» ACTIONS TO TAKE
- A) Reproduce the stretch of the forum thread on combining fact tables from "marcus_sommer" through "this situation unfortunately.", replacing "fact-tables" with "source tables" throughout.
- B) Continue the forum thread on combining fact tables from its final sentence onward.

» SOURCE DOCUMENT
+---+

Any ideas? I can post both load statements if you prefer?

 

marcus_sommer

I don't want to say that's not possible is to build datamodels with multiple fact-tables but it's far away from trivial and has often massiv disadvantages in regard to the performance + usability.

Therefore again my suggestion to concatenate those fact-tables and developing the datamodel in the official recommended direction of a star-scheme.

- Marcus

martynwb
Contributor III
Contributor III
Author

Thanks Marcus. I can't do that in this situation unfortunately.

Also, I may have misled. I don't compare the 'live' table with the 'trend tables'. I just compare the trend tables with each other. I.e. a QVD is created every month, which are then used for trend analysis. The operational table is used to show the 'current truth'.

I'm sure I've just done something stupid to prevent this from loading but I think it's too complex to articulate over a forum, unfortunately.

+---+

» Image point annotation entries

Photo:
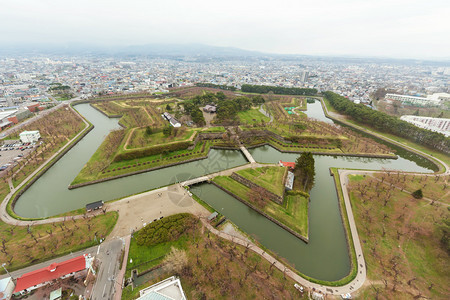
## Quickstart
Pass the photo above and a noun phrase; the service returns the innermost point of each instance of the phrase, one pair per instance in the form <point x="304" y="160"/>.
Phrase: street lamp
<point x="114" y="283"/>
<point x="4" y="267"/>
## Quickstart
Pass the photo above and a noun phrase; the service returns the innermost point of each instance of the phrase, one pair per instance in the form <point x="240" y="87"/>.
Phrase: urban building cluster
<point x="440" y="125"/>
<point x="32" y="79"/>
<point x="435" y="99"/>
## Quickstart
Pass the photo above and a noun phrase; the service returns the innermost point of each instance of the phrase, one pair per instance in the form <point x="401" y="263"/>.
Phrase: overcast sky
<point x="394" y="28"/>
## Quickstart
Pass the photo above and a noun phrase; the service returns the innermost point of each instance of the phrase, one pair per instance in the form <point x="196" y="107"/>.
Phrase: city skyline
<point x="397" y="29"/>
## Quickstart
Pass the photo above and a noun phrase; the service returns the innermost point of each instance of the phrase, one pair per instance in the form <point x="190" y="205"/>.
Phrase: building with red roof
<point x="290" y="165"/>
<point x="35" y="279"/>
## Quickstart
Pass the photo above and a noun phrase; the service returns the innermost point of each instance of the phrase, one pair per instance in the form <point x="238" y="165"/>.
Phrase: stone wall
<point x="288" y="229"/>
<point x="275" y="198"/>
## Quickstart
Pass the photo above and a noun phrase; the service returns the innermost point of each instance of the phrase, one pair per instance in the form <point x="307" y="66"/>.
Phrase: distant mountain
<point x="193" y="52"/>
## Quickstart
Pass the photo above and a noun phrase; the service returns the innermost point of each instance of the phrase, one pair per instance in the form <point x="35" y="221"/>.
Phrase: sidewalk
<point x="120" y="277"/>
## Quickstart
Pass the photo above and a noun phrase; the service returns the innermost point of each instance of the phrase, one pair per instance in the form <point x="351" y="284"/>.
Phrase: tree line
<point x="227" y="109"/>
<point x="264" y="89"/>
<point x="216" y="86"/>
<point x="389" y="124"/>
<point x="305" y="170"/>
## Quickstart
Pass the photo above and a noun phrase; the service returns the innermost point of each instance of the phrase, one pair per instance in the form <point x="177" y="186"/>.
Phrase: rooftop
<point x="53" y="271"/>
<point x="168" y="289"/>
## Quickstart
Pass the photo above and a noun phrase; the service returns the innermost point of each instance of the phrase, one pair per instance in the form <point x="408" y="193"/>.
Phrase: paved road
<point x="41" y="114"/>
<point x="109" y="255"/>
<point x="336" y="116"/>
<point x="18" y="273"/>
<point x="5" y="217"/>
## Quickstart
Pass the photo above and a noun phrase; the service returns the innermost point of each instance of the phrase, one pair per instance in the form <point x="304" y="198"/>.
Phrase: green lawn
<point x="270" y="178"/>
<point x="52" y="240"/>
<point x="215" y="129"/>
<point x="211" y="262"/>
<point x="145" y="257"/>
<point x="140" y="139"/>
<point x="127" y="166"/>
<point x="252" y="116"/>
<point x="400" y="140"/>
<point x="293" y="213"/>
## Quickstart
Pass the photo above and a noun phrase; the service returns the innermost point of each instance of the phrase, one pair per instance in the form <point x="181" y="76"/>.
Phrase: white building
<point x="30" y="136"/>
<point x="6" y="288"/>
<point x="168" y="289"/>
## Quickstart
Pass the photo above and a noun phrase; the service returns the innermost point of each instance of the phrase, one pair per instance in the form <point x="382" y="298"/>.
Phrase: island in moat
<point x="185" y="236"/>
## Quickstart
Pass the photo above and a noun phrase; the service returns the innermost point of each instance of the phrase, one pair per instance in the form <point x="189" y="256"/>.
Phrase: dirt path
<point x="190" y="139"/>
<point x="5" y="217"/>
<point x="135" y="211"/>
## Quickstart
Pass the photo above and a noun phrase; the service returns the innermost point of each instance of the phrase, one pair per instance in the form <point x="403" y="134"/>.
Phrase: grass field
<point x="402" y="239"/>
<point x="252" y="116"/>
<point x="271" y="178"/>
<point x="127" y="166"/>
<point x="293" y="213"/>
<point x="215" y="129"/>
<point x="400" y="140"/>
<point x="140" y="139"/>
<point x="23" y="246"/>
<point x="216" y="269"/>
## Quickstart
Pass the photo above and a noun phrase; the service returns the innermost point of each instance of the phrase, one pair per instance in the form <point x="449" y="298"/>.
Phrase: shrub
<point x="165" y="230"/>
<point x="129" y="155"/>
<point x="418" y="194"/>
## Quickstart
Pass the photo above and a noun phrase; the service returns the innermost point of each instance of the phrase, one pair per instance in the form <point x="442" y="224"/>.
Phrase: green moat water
<point x="326" y="255"/>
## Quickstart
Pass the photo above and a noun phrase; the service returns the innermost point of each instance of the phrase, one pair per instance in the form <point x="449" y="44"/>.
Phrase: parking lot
<point x="13" y="151"/>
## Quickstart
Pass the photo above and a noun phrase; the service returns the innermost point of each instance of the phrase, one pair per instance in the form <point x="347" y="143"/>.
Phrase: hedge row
<point x="165" y="230"/>
<point x="301" y="146"/>
<point x="151" y="162"/>
<point x="128" y="155"/>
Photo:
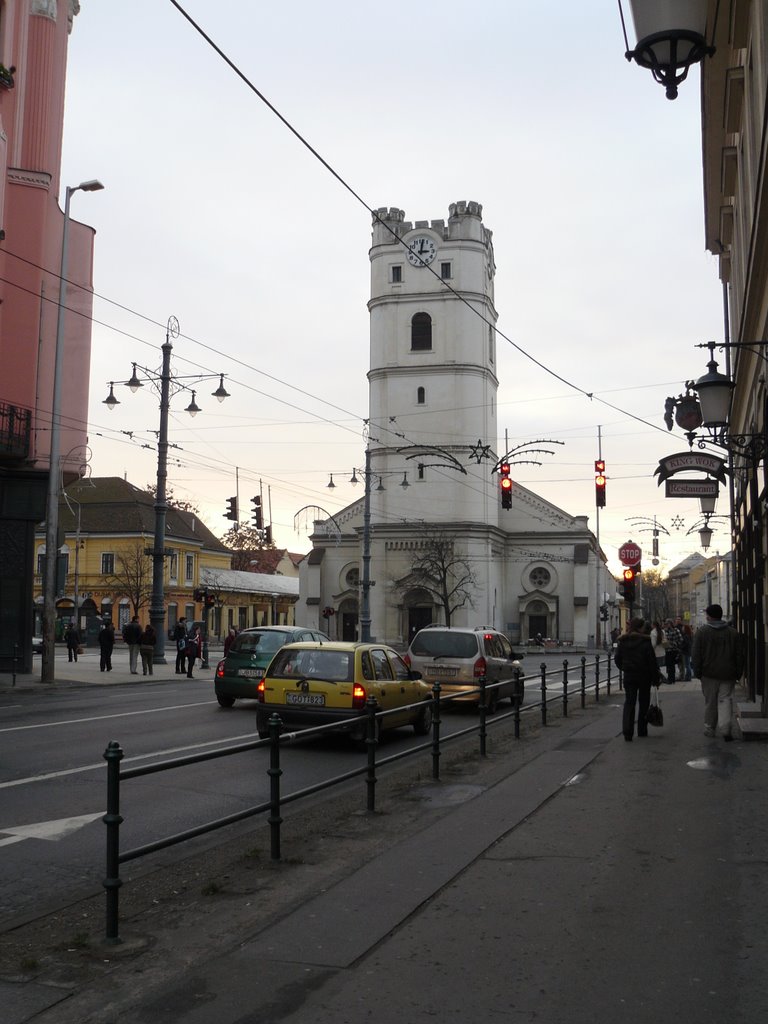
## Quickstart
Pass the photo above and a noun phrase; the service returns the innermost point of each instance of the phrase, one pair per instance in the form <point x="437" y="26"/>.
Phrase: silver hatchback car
<point x="458" y="657"/>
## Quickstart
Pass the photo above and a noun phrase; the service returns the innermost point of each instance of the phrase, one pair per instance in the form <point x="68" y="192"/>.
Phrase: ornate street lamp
<point x="670" y="38"/>
<point x="164" y="382"/>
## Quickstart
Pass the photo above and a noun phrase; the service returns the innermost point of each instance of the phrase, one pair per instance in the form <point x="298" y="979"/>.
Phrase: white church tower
<point x="432" y="378"/>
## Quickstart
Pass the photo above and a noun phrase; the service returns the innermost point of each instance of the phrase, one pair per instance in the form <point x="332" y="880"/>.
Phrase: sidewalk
<point x="85" y="672"/>
<point x="598" y="881"/>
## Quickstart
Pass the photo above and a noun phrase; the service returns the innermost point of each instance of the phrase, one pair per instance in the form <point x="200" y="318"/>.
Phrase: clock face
<point x="421" y="250"/>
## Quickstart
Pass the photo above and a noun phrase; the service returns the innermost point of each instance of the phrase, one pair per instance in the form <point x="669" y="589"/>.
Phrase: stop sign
<point x="630" y="553"/>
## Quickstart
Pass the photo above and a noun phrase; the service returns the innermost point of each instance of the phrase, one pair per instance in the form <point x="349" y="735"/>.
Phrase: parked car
<point x="458" y="657"/>
<point x="311" y="683"/>
<point x="239" y="674"/>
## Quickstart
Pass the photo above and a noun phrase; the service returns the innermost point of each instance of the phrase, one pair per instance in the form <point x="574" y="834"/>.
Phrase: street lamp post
<point x="163" y="382"/>
<point x="54" y="487"/>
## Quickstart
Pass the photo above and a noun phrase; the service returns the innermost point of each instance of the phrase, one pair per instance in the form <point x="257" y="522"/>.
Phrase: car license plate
<point x="315" y="699"/>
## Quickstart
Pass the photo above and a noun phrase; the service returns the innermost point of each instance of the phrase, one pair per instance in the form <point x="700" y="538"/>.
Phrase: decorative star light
<point x="479" y="452"/>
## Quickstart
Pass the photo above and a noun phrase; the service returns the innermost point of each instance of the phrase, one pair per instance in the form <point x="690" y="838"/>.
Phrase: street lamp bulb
<point x="111" y="401"/>
<point x="193" y="409"/>
<point x="134" y="383"/>
<point x="220" y="391"/>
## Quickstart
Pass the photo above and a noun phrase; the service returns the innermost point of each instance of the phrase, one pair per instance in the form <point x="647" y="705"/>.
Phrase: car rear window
<point x="334" y="666"/>
<point x="434" y="643"/>
<point x="265" y="643"/>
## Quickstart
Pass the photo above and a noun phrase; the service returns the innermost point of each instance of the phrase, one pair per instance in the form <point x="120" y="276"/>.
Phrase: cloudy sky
<point x="214" y="212"/>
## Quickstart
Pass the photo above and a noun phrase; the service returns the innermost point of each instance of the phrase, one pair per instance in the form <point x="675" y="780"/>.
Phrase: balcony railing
<point x="15" y="431"/>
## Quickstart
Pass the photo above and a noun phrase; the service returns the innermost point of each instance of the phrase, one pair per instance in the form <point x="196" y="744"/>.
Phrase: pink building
<point x="34" y="37"/>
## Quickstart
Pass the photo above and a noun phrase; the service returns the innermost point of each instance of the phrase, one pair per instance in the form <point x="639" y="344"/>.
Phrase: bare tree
<point x="132" y="576"/>
<point x="245" y="542"/>
<point x="443" y="573"/>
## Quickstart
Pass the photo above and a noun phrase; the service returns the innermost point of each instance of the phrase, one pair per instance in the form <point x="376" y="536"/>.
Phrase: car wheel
<point x="423" y="724"/>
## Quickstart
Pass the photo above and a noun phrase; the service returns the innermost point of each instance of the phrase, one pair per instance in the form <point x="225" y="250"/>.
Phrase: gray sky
<point x="215" y="213"/>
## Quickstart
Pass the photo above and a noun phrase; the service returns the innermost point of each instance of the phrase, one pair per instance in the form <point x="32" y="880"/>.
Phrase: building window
<point x="421" y="333"/>
<point x="540" y="578"/>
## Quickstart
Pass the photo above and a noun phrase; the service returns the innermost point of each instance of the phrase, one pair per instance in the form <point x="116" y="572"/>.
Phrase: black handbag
<point x="654" y="715"/>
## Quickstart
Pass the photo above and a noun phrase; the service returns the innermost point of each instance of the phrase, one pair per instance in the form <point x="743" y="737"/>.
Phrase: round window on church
<point x="540" y="578"/>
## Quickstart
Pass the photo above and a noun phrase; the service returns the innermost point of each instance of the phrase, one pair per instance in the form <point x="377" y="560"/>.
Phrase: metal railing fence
<point x="279" y="738"/>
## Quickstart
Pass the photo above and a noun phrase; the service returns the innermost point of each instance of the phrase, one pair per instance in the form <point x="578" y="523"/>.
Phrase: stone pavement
<point x="597" y="881"/>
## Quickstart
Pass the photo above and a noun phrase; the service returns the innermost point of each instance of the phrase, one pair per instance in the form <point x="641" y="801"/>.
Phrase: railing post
<point x="113" y="755"/>
<point x="518" y="701"/>
<point x="543" y="670"/>
<point x="371" y="744"/>
<point x="565" y="688"/>
<point x="436" y="730"/>
<point x="483" y="713"/>
<point x="274" y="771"/>
<point x="597" y="678"/>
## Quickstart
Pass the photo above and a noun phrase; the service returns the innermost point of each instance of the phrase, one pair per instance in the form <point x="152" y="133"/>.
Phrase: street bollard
<point x="543" y="670"/>
<point x="597" y="679"/>
<point x="274" y="771"/>
<point x="436" y="730"/>
<point x="113" y="755"/>
<point x="371" y="744"/>
<point x="565" y="688"/>
<point x="483" y="713"/>
<point x="518" y="701"/>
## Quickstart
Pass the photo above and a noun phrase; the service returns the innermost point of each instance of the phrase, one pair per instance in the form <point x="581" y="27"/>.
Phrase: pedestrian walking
<point x="105" y="643"/>
<point x="719" y="660"/>
<point x="132" y="636"/>
<point x="146" y="643"/>
<point x="194" y="649"/>
<point x="686" y="650"/>
<point x="228" y="639"/>
<point x="72" y="636"/>
<point x="179" y="638"/>
<point x="635" y="657"/>
<point x="673" y="642"/>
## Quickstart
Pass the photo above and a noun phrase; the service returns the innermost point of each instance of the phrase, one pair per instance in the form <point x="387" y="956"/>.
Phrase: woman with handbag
<point x="637" y="662"/>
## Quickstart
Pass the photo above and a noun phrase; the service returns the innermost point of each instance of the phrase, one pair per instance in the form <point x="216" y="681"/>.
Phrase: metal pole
<point x="51" y="515"/>
<point x="366" y="582"/>
<point x="157" y="606"/>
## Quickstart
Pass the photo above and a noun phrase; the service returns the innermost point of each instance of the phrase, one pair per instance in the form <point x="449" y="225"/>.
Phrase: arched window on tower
<point x="421" y="333"/>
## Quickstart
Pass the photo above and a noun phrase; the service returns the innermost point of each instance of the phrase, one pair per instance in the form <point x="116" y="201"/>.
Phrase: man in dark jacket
<point x="719" y="662"/>
<point x="638" y="663"/>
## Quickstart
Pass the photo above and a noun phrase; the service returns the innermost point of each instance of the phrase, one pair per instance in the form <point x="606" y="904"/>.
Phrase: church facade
<point x="431" y="479"/>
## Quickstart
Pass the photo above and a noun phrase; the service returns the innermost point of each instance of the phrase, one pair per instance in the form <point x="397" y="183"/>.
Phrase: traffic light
<point x="628" y="587"/>
<point x="258" y="520"/>
<point x="599" y="483"/>
<point x="505" y="482"/>
<point x="231" y="512"/>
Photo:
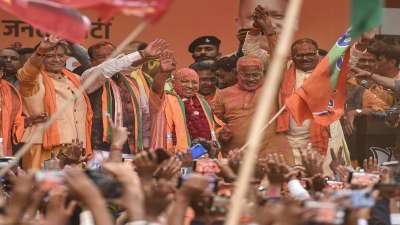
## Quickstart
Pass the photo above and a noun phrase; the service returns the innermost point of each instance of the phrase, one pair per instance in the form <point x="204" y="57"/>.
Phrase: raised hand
<point x="119" y="134"/>
<point x="360" y="73"/>
<point x="371" y="165"/>
<point x="168" y="168"/>
<point x="154" y="49"/>
<point x="225" y="135"/>
<point x="167" y="61"/>
<point x="336" y="159"/>
<point x="312" y="162"/>
<point x="194" y="186"/>
<point x="49" y="42"/>
<point x="276" y="169"/>
<point x="133" y="196"/>
<point x="59" y="210"/>
<point x="146" y="164"/>
<point x="262" y="20"/>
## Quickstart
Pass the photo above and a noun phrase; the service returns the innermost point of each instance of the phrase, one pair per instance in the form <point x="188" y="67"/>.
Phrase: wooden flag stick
<point x="27" y="146"/>
<point x="264" y="108"/>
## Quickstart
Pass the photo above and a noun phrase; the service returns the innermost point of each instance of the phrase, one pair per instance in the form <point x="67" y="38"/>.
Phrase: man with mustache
<point x="305" y="58"/>
<point x="207" y="80"/>
<point x="184" y="115"/>
<point x="12" y="62"/>
<point x="236" y="106"/>
<point x="12" y="123"/>
<point x="46" y="85"/>
<point x="205" y="48"/>
<point x="119" y="95"/>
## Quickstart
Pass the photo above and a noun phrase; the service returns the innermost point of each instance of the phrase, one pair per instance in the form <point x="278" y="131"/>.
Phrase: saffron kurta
<point x="236" y="108"/>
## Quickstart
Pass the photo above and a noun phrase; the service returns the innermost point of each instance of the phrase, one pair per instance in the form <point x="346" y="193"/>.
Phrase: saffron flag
<point x="152" y="9"/>
<point x="50" y="17"/>
<point x="322" y="95"/>
<point x="365" y="15"/>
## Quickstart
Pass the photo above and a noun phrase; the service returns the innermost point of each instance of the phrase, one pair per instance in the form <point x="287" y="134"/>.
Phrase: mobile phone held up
<point x="363" y="179"/>
<point x="326" y="212"/>
<point x="206" y="166"/>
<point x="108" y="185"/>
<point x="197" y="151"/>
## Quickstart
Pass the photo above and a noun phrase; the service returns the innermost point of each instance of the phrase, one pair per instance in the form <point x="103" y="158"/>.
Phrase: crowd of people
<point x="149" y="143"/>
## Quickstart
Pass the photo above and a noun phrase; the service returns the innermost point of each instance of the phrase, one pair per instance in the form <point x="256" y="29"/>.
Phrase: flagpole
<point x="91" y="79"/>
<point x="268" y="92"/>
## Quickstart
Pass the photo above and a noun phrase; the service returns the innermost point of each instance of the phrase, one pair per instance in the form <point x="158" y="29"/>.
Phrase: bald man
<point x="184" y="115"/>
<point x="236" y="106"/>
<point x="275" y="9"/>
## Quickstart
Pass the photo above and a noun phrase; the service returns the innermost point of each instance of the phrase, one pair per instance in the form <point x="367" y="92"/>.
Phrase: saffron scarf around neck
<point x="12" y="125"/>
<point x="51" y="136"/>
<point x="108" y="106"/>
<point x="319" y="135"/>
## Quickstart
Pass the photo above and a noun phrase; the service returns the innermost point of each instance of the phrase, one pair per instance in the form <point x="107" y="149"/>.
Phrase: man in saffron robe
<point x="12" y="123"/>
<point x="120" y="96"/>
<point x="236" y="106"/>
<point x="46" y="85"/>
<point x="184" y="114"/>
<point x="305" y="58"/>
<point x="207" y="80"/>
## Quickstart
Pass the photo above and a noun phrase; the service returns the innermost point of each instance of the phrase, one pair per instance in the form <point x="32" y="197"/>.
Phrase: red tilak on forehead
<point x="249" y="61"/>
<point x="186" y="73"/>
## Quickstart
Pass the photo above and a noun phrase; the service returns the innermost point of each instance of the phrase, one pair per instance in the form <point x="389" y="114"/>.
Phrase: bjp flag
<point x="322" y="95"/>
<point x="49" y="16"/>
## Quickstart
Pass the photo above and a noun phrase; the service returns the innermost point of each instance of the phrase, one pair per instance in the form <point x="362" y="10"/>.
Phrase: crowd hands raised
<point x="190" y="182"/>
<point x="155" y="188"/>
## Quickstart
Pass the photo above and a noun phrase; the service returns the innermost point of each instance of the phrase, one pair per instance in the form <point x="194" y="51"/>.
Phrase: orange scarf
<point x="51" y="136"/>
<point x="319" y="135"/>
<point x="12" y="120"/>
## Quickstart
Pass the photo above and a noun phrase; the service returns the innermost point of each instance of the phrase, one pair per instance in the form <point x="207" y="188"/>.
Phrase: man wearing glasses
<point x="305" y="58"/>
<point x="236" y="105"/>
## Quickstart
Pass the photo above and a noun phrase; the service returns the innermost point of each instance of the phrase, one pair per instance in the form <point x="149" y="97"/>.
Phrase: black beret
<point x="204" y="40"/>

+---+

» ANSWERS BELOW
- A)
marcus_sommer

I don't want to say that's not possible is to build datamodels with multiple source tables but it's far away from trivial and has often massiv disadvantages in regard to the performance + usability.

Therefore again my suggestion to concatenate those source tables and developing the datamodel in the official recommended direction of a star-scheme.

- Marcus

martynwb
Contributor III
Contributor III
Author

Thanks Marcus. I can't do that in this situation unfortunately.

- B)
marcus_sommer

So this sounds as if you had just a normal dataset which is by the facts sliced into monthly data. This means the data-structure is mainly the same (a few differences over the time don't matter) and so all data belong together into a single fact-table.

There is no need to create separate tables. With the single table you have everything what you need to create your needed views - just pull the year-month as dimension into your objects and/or use it as set analysis conditions. It's really very simple. Everything else with multiple tables leads in the wrong direction and making it much more complex as necessary.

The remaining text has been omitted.